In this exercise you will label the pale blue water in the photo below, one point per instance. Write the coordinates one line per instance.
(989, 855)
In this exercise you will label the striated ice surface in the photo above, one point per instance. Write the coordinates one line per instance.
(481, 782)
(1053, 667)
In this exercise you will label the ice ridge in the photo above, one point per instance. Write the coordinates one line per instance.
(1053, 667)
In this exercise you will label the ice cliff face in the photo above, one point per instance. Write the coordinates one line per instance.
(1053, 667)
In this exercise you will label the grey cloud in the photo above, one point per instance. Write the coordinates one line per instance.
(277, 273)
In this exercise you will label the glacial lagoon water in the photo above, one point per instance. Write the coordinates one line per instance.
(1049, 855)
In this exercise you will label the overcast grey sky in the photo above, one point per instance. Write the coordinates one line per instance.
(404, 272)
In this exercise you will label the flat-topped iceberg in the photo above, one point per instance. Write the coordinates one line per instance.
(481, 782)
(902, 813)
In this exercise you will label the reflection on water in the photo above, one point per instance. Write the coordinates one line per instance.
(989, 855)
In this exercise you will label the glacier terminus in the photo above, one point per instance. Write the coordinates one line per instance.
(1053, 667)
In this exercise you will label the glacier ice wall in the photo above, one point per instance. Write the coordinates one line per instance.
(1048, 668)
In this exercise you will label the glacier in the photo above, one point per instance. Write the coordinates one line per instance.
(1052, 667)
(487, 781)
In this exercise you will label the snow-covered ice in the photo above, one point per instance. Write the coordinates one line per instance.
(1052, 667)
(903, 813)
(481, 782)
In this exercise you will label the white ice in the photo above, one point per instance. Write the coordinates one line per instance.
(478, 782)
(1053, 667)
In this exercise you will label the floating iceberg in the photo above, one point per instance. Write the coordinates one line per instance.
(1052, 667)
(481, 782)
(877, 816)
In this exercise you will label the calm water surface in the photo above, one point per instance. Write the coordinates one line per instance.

Requirement
Reproduce all of the entries above, switching every occurrence of "coordinates" to "positions" and leaving everything else unchanged.

Answer to the problem
In this exercise you will label the pale blue water in the photo below, one point per instance. Write the positions one line per instance.
(989, 855)
In this exercise you will label the striated ice surface in the photo above, one point per instance. Write the positions one line per instance.
(481, 782)
(1053, 667)
In this exercise you will label the ice ridge in the photo above, one point per instance. Write the positions one line per instance.
(1053, 667)
In this exercise you will label the ice cliff face in the photo above, one point per instance. Write the positions one line per instance.
(1053, 667)
In this exercise you will label the grey cloud in the photo above, one point per instance. Write the positions one line per instance.
(277, 273)
In this exercise you will label the glacial lagoon water in the photo above, one point per instance. Write the positions one line per instance.
(1049, 855)
In this exercise you will label the overcast grey sky in the photo above, one point per instance. Write the positions one line per instance.
(404, 272)
In this exercise you will label the flat-topped iceberg in the photo above, one point per instance. Write the positions one line per instance.
(481, 782)
(902, 813)
In this exercise you will label the reflection on water in the photo above, one point per instance. Write the positions one line per instance.
(989, 855)
In this exercise you will label the glacier terminus in the photo above, one point per instance. Write the positions one line per instance.
(1053, 667)
In this exercise you will label the glacier ice wall in the photo above, one point per instance. Write the positions one line per instance.
(1048, 668)
In this exercise you will label the glacier in the photo above, one point per instance. Write the positions one line per instance.
(1052, 667)
(487, 781)
In this exercise you will label the snow-covered ice in the photo above, one point per instance. Write the positions one line per instance.
(1052, 667)
(903, 813)
(481, 782)
In this exercise you will label the white ice in the photo above, one point per instance. Write the positions one line per instance.
(478, 782)
(1053, 667)
In this exercise you will label the floating iceberg in the photo above, one point per instance. Write the positions one line per instance.
(1052, 667)
(481, 782)
(877, 816)
In this exercise you will label the calm water surface in the photo above, one point per instance. Write the positions one line per instance.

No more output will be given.